# WHAT IS ASKED
Count the lines in the data below that contain the word "microphone". Reply with only that number.

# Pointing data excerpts
════════════════

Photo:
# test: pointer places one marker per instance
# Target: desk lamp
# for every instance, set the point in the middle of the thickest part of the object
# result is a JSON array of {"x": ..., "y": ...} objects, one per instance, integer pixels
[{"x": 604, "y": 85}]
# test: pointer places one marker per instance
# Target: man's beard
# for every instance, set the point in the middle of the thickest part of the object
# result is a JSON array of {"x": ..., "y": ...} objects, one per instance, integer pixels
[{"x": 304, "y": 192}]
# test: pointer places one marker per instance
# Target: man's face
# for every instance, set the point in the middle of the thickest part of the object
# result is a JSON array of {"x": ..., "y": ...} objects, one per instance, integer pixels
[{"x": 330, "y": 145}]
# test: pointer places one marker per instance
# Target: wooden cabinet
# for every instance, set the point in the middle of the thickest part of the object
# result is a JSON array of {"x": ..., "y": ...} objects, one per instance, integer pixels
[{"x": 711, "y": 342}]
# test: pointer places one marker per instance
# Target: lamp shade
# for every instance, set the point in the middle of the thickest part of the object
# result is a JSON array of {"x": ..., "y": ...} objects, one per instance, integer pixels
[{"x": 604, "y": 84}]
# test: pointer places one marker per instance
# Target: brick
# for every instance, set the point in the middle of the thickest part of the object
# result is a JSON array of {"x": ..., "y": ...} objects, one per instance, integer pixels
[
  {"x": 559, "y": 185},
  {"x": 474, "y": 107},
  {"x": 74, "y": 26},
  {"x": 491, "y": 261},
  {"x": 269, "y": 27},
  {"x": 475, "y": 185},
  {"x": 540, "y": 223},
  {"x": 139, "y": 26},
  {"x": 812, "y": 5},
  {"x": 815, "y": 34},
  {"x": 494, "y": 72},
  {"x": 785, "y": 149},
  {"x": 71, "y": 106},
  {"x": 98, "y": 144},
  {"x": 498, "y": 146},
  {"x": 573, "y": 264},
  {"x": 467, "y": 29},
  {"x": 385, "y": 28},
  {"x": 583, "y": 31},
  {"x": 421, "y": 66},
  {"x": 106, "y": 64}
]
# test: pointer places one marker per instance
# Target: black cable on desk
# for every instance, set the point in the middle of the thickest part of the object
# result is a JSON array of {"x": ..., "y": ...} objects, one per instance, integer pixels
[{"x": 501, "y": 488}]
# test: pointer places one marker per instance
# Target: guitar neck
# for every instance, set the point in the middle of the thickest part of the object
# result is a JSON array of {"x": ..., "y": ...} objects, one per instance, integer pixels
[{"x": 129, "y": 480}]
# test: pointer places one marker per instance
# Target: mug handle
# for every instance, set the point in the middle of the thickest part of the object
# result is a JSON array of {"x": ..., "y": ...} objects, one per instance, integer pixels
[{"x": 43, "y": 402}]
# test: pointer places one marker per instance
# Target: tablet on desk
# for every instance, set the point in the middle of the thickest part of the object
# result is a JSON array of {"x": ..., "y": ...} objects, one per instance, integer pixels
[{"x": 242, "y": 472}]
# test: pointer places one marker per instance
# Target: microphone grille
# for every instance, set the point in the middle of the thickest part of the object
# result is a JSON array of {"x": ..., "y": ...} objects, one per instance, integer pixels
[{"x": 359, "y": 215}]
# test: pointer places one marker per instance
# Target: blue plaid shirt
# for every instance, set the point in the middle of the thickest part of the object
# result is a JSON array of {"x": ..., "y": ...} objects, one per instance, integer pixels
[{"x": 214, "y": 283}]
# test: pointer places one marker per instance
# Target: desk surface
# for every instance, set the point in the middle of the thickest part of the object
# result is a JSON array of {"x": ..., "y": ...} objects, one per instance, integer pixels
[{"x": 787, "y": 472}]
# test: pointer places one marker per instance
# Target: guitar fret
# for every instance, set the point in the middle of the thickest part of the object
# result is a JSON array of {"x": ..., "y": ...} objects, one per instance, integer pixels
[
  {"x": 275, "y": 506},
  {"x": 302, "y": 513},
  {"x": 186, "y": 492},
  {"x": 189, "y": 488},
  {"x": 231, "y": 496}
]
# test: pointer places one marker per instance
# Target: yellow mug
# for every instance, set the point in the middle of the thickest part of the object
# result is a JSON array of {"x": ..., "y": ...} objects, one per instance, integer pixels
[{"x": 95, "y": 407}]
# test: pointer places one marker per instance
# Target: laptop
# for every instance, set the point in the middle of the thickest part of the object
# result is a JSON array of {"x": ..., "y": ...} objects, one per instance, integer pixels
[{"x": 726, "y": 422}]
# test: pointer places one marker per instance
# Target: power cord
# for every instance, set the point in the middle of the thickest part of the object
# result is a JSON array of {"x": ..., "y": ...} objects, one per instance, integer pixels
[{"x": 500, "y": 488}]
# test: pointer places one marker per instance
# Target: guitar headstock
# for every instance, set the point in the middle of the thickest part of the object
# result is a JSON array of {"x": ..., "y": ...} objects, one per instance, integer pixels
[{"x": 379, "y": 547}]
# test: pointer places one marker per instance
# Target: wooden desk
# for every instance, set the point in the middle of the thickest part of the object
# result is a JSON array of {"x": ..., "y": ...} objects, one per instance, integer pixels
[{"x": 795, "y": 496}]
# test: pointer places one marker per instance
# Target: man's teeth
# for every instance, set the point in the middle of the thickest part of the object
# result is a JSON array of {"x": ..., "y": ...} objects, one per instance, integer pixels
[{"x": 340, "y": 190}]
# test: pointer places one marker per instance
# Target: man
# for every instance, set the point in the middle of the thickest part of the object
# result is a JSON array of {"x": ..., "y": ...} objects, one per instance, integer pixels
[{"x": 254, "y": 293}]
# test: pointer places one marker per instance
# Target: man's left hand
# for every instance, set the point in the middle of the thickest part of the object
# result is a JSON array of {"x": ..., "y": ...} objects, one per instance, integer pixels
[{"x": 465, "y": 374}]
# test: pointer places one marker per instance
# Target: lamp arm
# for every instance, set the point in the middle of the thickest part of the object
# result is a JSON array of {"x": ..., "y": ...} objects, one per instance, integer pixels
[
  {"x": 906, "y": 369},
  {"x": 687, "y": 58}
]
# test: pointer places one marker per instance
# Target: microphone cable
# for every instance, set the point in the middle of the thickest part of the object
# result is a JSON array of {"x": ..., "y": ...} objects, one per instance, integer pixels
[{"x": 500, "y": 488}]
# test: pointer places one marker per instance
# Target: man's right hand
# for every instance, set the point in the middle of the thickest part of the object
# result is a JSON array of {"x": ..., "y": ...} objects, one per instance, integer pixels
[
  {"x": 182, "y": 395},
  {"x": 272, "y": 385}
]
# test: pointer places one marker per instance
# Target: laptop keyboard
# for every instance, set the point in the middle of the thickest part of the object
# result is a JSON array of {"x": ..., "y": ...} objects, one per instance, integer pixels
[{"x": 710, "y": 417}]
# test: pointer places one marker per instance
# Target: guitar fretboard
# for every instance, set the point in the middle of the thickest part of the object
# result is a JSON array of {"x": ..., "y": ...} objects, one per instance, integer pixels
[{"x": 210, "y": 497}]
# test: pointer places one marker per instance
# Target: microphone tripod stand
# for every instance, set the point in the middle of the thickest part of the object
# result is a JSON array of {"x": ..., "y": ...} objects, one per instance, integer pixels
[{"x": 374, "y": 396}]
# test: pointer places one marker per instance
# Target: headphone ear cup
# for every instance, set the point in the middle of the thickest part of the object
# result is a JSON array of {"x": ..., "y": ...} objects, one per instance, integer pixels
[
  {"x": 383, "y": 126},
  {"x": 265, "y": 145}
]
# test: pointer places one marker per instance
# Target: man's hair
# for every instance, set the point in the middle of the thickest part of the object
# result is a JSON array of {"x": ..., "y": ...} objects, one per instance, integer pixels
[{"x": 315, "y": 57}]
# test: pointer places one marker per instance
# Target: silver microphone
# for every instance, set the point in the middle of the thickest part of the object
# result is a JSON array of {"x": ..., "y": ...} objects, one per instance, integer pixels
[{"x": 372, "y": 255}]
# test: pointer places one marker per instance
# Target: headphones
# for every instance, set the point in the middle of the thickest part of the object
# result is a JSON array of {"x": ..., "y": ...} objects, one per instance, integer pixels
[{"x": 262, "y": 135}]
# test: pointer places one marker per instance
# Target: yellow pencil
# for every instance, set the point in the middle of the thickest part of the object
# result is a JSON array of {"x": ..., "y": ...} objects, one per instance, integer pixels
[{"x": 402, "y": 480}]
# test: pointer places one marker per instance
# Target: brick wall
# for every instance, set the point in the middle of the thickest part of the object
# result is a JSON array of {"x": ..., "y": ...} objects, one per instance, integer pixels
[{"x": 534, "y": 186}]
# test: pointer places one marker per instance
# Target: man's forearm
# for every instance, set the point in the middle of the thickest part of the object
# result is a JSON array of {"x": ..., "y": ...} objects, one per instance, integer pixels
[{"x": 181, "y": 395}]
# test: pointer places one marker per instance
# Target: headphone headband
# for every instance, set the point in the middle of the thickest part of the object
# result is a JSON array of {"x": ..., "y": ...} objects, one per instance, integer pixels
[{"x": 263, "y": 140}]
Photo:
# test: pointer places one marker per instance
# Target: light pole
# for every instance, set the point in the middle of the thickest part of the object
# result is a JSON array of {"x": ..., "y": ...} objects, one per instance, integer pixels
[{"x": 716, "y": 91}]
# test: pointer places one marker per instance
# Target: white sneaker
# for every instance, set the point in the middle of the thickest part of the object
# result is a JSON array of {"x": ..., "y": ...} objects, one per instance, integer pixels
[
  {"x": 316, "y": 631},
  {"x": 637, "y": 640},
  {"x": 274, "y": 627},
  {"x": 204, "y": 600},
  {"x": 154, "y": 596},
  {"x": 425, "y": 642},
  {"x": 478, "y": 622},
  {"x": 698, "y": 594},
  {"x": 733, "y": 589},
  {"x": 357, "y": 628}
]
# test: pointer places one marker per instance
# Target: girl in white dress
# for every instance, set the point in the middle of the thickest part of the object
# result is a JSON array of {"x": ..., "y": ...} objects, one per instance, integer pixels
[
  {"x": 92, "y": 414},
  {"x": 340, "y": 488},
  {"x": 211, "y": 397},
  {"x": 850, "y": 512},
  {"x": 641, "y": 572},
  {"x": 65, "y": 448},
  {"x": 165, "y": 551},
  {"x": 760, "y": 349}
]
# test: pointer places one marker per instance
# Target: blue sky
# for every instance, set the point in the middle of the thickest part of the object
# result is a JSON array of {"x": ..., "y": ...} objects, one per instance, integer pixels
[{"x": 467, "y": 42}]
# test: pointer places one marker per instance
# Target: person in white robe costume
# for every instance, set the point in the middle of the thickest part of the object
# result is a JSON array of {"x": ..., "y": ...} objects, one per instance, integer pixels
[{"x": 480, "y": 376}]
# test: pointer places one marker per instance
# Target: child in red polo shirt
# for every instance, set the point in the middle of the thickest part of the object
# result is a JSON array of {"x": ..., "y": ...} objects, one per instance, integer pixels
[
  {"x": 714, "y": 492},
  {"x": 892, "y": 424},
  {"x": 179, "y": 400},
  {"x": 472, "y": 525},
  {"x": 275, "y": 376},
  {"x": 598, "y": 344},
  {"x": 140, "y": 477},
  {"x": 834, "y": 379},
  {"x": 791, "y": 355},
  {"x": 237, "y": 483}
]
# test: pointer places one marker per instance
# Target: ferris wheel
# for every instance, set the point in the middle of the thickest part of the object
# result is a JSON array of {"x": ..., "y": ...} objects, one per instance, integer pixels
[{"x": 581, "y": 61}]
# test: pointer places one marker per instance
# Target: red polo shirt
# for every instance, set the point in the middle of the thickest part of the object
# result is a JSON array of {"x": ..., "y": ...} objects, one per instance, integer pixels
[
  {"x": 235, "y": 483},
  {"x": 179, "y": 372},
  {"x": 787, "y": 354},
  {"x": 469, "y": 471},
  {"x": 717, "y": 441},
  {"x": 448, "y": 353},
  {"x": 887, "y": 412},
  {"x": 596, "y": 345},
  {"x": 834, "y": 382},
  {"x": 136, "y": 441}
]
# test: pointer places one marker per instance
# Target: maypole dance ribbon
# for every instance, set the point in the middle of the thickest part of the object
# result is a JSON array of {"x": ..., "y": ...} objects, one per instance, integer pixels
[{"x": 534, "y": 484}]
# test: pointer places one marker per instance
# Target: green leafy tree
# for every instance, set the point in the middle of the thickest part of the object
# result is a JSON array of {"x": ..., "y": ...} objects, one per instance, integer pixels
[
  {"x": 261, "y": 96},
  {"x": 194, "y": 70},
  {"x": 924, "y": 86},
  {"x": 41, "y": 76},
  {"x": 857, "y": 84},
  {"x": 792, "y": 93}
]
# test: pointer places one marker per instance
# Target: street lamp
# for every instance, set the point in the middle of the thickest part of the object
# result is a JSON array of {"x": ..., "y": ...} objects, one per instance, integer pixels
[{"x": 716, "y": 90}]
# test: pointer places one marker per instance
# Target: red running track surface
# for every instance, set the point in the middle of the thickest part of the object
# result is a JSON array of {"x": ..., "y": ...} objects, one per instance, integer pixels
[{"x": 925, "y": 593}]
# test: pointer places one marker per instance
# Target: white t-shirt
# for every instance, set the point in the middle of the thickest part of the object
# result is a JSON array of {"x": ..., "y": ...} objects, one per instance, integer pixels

════════════════

# RESULT
4